══ Provided data

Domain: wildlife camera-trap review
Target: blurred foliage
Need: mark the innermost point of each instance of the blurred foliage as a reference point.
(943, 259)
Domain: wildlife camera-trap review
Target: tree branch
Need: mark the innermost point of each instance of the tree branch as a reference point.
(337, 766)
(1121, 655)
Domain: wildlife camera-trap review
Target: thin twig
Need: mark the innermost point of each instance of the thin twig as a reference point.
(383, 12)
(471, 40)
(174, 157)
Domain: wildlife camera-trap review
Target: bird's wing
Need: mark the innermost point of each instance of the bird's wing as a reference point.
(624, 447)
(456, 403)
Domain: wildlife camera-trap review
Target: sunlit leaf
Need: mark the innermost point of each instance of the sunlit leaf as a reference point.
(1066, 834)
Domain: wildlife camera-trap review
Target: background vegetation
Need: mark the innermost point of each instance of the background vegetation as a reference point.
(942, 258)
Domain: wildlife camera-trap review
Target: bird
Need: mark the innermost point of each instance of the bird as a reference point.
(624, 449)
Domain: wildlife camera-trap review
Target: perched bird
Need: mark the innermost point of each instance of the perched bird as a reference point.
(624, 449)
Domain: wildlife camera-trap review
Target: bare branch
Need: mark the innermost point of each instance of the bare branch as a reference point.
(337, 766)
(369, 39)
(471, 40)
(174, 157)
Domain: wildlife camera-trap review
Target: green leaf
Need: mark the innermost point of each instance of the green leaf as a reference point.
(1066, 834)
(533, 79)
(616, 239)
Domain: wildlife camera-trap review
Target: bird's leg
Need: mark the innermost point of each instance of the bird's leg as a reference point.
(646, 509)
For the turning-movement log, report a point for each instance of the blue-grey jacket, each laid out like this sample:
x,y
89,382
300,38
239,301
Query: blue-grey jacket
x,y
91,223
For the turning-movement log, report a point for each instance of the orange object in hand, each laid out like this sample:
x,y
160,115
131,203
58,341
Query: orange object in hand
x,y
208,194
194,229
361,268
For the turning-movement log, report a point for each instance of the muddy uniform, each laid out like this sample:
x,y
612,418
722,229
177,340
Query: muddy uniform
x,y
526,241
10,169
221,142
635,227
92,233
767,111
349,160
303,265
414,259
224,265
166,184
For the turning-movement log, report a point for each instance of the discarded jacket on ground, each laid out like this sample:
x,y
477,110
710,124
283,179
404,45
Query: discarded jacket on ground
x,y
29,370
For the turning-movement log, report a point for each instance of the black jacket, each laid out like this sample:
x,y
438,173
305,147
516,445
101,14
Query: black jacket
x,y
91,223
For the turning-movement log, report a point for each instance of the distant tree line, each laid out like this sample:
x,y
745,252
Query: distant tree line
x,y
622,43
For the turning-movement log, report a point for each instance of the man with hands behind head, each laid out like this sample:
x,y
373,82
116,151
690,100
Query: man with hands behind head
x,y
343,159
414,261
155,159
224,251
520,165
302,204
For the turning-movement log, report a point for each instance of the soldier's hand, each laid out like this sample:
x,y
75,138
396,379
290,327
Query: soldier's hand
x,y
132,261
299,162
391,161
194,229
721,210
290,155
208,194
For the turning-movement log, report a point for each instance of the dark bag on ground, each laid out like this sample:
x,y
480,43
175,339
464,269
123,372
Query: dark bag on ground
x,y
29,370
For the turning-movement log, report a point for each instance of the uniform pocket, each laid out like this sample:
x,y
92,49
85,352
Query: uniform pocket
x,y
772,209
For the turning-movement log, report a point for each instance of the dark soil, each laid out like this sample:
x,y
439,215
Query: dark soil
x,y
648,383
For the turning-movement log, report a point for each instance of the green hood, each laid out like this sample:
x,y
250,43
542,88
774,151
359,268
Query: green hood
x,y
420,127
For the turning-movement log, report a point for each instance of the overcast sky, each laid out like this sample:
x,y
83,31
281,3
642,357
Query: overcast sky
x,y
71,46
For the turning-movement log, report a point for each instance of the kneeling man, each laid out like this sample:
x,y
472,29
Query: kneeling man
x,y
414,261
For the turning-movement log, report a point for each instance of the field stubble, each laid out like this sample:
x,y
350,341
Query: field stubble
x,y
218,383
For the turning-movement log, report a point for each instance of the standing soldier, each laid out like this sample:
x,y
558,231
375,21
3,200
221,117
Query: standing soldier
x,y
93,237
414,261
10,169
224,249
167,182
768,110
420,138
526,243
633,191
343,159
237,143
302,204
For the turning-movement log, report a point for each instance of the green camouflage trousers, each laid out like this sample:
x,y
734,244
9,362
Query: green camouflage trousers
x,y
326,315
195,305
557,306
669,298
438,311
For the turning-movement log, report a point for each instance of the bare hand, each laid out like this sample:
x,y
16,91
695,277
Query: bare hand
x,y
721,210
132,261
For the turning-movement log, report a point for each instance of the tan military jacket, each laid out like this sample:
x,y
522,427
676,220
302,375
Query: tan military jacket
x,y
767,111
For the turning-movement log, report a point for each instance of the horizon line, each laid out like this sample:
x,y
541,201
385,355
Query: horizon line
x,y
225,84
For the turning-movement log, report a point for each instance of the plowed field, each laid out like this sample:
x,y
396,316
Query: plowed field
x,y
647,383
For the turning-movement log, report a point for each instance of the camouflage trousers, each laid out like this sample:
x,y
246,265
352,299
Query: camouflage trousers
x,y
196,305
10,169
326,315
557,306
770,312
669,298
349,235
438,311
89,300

════

— Your instructions —
Copy out the data shown above without altering anything.

— Complete output —
Domain: wildlife camera-trap review
Target: blurred foliage
Need: mark the innermost point of each instance of the blurred foliage as a reference point.
(943, 259)
Domain: wildlife camera-trap review
Target: tree branch
Need: mark the innermost point of each instance of the tree branch as a reference point.
(337, 766)
(1121, 655)
Domain: wildlife camera-trap review
Target: thin twig
Need: mark the innermost point of each instance of the thin twig as a reference point.
(383, 12)
(471, 40)
(174, 157)
Domain: wildlife camera-trap review
Target: bird's wing
Need: mark the innermost point of each instance of the bird's wing as a reference point.
(624, 447)
(456, 403)
Domain: wildlife camera-trap review
Target: sunlit leaf
Need: mark the innermost point of each instance of the sunlit leaf as a reference point.
(1066, 834)
Domain: wildlife camera-trap review
Target: background vegetation
Need: mark the innermost point of each instance of the background vegetation as a reference point.
(942, 258)
Domain: wildlife camera-trap review
Target: bird
Need: mark the innermost point of each instance of the bird as a reference point.
(624, 449)
Domain: wildlife camera-trap review
Target: perched bird
Need: mark the innermost point of each instance of the perched bird as a reference point.
(624, 449)
Domain: wildlife camera-trap review
Target: bare branch
Need: mark the innermost point of each instance of the bare branch as a reference point.
(337, 766)
(369, 39)
(471, 40)
(174, 157)
Domain: wildlife camera-trap review
Target: green leaf
Need: mark the innermost point of each instance of the green leaf as a reference point.
(1066, 834)
(533, 79)
(616, 239)
Domain: wildlife camera-trap review
Target: bird's leg
Need: mark the innermost point of each instance of the bird's leg as a reference point.
(646, 509)
For the turning-movement log, report a point for each instance of the blue-grey jacket, each laid out like this sample:
x,y
89,382
300,38
239,301
Query: blue-grey jacket
x,y
91,223
For the turning-movement log, report a point for each instance of the orange object in hand, each laid out like this sample:
x,y
160,115
131,203
58,341
Query: orange object in hand
x,y
208,194
194,229
361,268
For the turning-movement log, report a point for each instance of the muddy uniform, each laid out like this sample:
x,y
612,418
722,229
177,340
Query: muddy uniform
x,y
526,241
10,169
221,142
635,227
92,233
767,111
349,160
303,265
414,259
224,265
166,184
For the turning-movement log, report a point for each instance of the discarded jacket on ground, each laid out like this sample:
x,y
477,110
710,124
283,179
404,45
Query: discarded jacket on ground
x,y
29,370
For the turning-movement log, report a point for each instance of the black jacket, each laid out like this sample:
x,y
438,173
305,147
516,445
101,14
Query: black jacket
x,y
91,223
For the turning-movement log, report a point for each instance of the distant tree line, each laid out like this sample:
x,y
745,252
Query: distant tree line
x,y
622,43
For the turning-movement log, report a point for each instance of the man with hands behind head, each laid out like this sample:
x,y
373,82
116,151
690,100
Query: man with hands behind head
x,y
343,159
414,261
155,159
224,251
520,165
302,204
For the turning-movement log, report a point for each instance of the soldier's hand, each laid out like this sample:
x,y
75,138
396,379
290,327
Query: soldier's hand
x,y
132,261
299,162
391,161
194,229
721,210
290,155
208,194
For the turning-movement log, report a point for each instance of the dark bag on ground, each laid out like this sample:
x,y
480,43
175,339
464,269
123,372
Query: dark bag on ground
x,y
29,370
For the turning-movement log, report a point for each instance of the uniform pocket, each laid out like this sample:
x,y
92,49
85,352
Query: uniform pocket
x,y
772,209
For the turning-movement log, report a point for each instance of the dark soil, each laid out like this sample:
x,y
439,215
Query: dark soil
x,y
648,383
For the turning-movement log, report a point for each instance of the green hood, each laid out like this sample:
x,y
250,43
542,88
774,151
359,268
Query: green hood
x,y
420,127
For the turning-movement log, report a point for each instance of the overcast sky, each laid out like this sample:
x,y
83,31
281,3
642,357
Query: overcast sky
x,y
71,46
For the turning-movement log, report a point for each instance of the kneeling man, each laid out like this sample:
x,y
472,29
Query: kneeling man
x,y
414,261
For the turning-movement log, report a point for each instance of the field stubble, each laid out like this sample:
x,y
350,341
Query: field stubble
x,y
218,383
For the turning-movement log, report a point for each instance of the standing soldier, each laid out like this sample:
x,y
558,231
375,21
3,200
221,117
Query: standing soldier
x,y
93,237
414,261
10,169
224,249
167,182
768,110
420,138
526,243
633,191
343,159
237,143
302,204
For the turning-movement log, report a point for each instance of the green camouflage trousers, each laid out like this sample:
x,y
734,244
9,362
Query: green camouflage trousers
x,y
326,315
195,305
557,306
669,298
438,311
For the turning-movement log, report a point for each instance of the bare hand, each laid out like this sample:
x,y
16,91
695,277
Query: bare hand
x,y
721,210
132,261
For the turning-movement log, report a point for each instance of the tan military jacket, each laid out like this sample:
x,y
522,427
676,220
302,375
Query: tan military jacket
x,y
767,111
For the turning-movement log, report a point for each instance of the horizon line, each laid out like this sample:
x,y
541,201
385,355
Query: horizon line
x,y
225,84
For the turning-movement log, report a point for each instance of the plowed field, each laid out like this sample:
x,y
396,316
Query: plowed field
x,y
647,383
For the turning-movement log, report a point for each instance of the camouflage trousers, each laid out like this sample:
x,y
246,265
352,299
Query: camouflage trousers
x,y
196,305
10,169
326,315
557,306
770,312
669,298
349,235
438,311
89,300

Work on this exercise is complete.